What needs to be done:
Return all of the material below word for word, leaving out any picture.
========================================
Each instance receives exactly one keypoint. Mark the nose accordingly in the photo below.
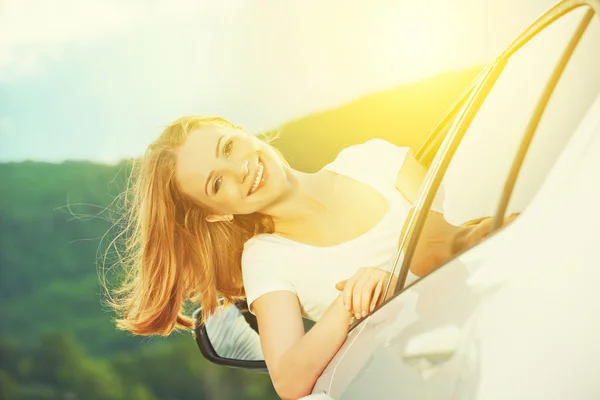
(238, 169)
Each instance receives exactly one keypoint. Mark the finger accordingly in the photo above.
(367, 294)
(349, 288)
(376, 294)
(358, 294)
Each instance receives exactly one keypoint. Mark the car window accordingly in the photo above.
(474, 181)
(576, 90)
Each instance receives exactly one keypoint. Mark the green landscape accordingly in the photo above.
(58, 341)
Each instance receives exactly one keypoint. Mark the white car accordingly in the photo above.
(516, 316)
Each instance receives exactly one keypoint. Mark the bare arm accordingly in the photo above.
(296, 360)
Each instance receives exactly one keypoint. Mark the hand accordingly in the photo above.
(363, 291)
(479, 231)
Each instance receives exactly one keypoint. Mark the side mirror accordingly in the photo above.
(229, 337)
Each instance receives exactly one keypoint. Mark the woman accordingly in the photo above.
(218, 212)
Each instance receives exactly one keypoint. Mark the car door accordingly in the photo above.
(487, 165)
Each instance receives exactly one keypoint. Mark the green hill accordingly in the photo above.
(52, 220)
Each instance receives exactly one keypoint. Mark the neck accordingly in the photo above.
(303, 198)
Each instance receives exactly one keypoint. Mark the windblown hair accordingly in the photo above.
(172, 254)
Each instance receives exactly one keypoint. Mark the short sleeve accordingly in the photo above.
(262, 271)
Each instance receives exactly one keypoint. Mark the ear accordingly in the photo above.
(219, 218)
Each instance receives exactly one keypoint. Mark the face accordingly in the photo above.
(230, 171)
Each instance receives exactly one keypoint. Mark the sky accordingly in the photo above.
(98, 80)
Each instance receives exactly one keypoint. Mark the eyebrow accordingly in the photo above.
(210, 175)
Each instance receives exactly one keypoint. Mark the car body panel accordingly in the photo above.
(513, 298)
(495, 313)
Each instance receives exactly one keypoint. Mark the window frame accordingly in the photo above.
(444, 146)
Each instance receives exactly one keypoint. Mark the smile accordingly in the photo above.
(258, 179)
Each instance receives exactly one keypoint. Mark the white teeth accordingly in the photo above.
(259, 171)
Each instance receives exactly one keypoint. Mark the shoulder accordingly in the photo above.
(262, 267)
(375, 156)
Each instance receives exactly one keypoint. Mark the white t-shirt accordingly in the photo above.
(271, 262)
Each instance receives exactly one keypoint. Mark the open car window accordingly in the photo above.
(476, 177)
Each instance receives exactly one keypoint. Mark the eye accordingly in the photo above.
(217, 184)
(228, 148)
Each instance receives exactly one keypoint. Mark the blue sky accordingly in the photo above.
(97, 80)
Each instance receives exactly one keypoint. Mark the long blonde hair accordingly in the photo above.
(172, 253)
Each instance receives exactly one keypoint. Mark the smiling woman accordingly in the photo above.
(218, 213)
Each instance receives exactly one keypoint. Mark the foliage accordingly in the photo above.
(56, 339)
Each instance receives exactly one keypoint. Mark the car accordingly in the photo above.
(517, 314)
========================================
Task answer:
Each instance receives exactly one keypoint. Mark the nose accordingly in the photo below.
(238, 169)
Each instance receives exactly one keypoint. Mark the finger accordingly in the photo above.
(367, 294)
(349, 288)
(376, 294)
(358, 294)
Each instance receives exactly one keypoint. Mark the car window accordingly in the photo above.
(474, 181)
(576, 90)
Each instance receives exactly one keypoint. Mark the green landscape accordingly in the photo above.
(58, 341)
Each instance receives exactly one keypoint. Mark the white car accordingly in the photo above.
(516, 316)
Each instance receives exactly one keypoint. Mark the bare arm accordingly in the photo above.
(296, 360)
Each instance receives exactly one keypoint. Mark the hand accordingly in the photo above.
(363, 291)
(479, 231)
Each instance receives exactly one keypoint. Mark the side mirror accordingly in the photo above.
(229, 337)
Each instance receives exactly one keypoint. Mark the woman accordingly in the photo above.
(218, 212)
Each instance receives exactly one keypoint. Mark the car door accordingly in the photo above.
(487, 165)
Each instance receives exactly one keypoint. Mark the green hill accordingly in the photo above.
(52, 220)
Each instance receives exactly one keypoint. Mark the neck accordingly in the photo above.
(303, 198)
Each instance receives exactly one keypoint. Mark the windblown hair accordingly in the photo above.
(172, 254)
Each instance receives exactly one keypoint. Mark the short sleeve accordingly in the photo above.
(262, 271)
Each instance receives exactly one keypoint. Mark the ear accordingly in the photo above.
(219, 218)
Each instance receives exactly one keypoint. Mark the face accordingly in the photo above.
(230, 171)
Each instance receives exactly one keypoint. Mark the sky accordingly in the photo above.
(98, 80)
Each instance receives exactly one keypoint. Mark the eyebrow accordingly in the photo above.
(210, 175)
Each instance receives exactly one keypoint. Mark the car body panel accordingly in the photo above.
(513, 298)
(495, 313)
Each instance receives exactly one keypoint. Mark the window frame accordingly in the photo above.
(444, 146)
Each instance receives exactly one keypoint. Mark the smile accordingly in the photo above.
(258, 179)
Each instance receives exactly one keypoint. Mark the white teeth accordingly in the photo above.
(259, 171)
Each instance receives exactly one keypoint. Mark the shoulder accordingly in the photo above.
(262, 267)
(375, 156)
Each instance receives exactly one keypoint. Mark the white t-shirt accordingly in the photo above.
(271, 262)
Each instance receives exactly one keypoint. Mark the open car window accordingly in the photo above.
(476, 177)
Each instance receives exactly one keypoint. Mark the eye accordingly in the photo above.
(217, 184)
(228, 148)
Each instance receives exactly one keypoint. Mark the blue sky accordingly in the photo above.
(97, 80)
Each instance receives exactly one keypoint. Mark the long blonde hair accordingly in the photo above.
(172, 253)
Each instance receives exactly one keypoint. Mark the smiling woman accordingly in the photo above.
(218, 213)
Each instance receives exactly one keypoint. Mark the foliage accordingly in the photo above.
(56, 339)
Each instance receives exactly one keypoint. Mark the car accordingly in the photo above.
(517, 314)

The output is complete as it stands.